Pointing records for named objects
— Begin —

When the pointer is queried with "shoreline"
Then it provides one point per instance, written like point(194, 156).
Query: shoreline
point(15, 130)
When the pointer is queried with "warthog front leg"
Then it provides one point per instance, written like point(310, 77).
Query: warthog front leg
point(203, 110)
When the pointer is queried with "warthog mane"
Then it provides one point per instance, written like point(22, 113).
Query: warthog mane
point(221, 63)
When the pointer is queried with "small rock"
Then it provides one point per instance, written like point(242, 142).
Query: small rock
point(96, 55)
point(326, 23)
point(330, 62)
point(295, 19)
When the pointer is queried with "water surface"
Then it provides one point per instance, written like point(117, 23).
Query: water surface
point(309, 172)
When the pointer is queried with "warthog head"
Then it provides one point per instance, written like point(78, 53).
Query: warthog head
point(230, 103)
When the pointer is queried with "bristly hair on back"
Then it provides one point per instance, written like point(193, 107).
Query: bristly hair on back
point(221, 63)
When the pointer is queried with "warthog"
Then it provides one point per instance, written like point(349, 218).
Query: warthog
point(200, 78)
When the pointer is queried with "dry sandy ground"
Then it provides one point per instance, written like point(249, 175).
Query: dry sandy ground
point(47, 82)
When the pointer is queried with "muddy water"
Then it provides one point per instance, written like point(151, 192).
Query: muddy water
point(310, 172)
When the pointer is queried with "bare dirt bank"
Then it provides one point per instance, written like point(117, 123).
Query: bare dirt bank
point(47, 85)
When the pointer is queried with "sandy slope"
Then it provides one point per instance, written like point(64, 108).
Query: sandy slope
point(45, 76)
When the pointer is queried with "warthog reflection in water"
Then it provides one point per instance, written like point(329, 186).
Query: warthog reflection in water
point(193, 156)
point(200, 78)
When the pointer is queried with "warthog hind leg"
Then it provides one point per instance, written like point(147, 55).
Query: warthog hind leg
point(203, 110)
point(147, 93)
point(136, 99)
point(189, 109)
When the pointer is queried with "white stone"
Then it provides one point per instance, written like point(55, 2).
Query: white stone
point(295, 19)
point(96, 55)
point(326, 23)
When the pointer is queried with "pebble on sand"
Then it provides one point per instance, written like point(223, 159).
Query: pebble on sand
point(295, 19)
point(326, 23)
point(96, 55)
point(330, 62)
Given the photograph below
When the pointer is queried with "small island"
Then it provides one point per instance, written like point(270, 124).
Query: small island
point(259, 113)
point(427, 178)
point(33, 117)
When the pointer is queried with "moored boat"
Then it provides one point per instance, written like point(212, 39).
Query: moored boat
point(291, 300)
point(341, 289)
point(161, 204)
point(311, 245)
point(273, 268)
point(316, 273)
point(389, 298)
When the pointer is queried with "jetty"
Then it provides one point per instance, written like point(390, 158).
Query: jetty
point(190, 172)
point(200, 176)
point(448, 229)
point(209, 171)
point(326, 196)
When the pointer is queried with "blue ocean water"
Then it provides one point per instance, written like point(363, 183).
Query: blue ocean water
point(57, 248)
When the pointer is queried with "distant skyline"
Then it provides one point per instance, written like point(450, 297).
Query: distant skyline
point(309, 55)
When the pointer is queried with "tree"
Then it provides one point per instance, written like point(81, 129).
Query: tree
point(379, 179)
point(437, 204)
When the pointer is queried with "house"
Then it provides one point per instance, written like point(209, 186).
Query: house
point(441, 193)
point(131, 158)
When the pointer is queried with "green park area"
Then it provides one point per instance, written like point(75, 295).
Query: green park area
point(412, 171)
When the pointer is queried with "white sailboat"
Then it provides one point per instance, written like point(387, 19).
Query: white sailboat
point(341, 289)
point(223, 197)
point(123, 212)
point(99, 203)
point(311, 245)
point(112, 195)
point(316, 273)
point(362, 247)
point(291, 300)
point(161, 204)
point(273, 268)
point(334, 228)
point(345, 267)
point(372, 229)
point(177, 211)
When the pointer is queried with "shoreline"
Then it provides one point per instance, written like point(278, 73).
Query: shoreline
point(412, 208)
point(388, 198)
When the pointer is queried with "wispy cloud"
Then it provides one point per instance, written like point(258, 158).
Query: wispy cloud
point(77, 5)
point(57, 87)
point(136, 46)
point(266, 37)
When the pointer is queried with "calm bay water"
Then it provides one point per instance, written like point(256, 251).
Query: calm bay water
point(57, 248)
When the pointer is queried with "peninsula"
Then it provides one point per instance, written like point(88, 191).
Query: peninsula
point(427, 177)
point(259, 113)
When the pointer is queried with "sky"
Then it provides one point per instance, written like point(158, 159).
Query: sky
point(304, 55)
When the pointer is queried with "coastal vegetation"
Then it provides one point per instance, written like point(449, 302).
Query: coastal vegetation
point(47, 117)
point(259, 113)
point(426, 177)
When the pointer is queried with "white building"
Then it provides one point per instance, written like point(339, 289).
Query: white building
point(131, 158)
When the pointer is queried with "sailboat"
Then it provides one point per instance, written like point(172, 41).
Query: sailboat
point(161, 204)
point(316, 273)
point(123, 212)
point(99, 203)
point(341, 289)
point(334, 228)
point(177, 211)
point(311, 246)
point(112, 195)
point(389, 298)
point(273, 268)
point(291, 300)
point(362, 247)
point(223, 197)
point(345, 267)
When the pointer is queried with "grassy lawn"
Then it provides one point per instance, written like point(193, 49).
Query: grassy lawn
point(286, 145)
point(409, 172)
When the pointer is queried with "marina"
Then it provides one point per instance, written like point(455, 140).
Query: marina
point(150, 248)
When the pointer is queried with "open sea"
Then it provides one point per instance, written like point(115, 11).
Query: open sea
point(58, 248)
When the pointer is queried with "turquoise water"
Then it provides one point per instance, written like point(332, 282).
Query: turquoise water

— End —

TASK GOAL — Report how many lines of the material contain the string "slope", with case counting. Give only the number.

SOLUTION FOR THIS PROBLEM — 2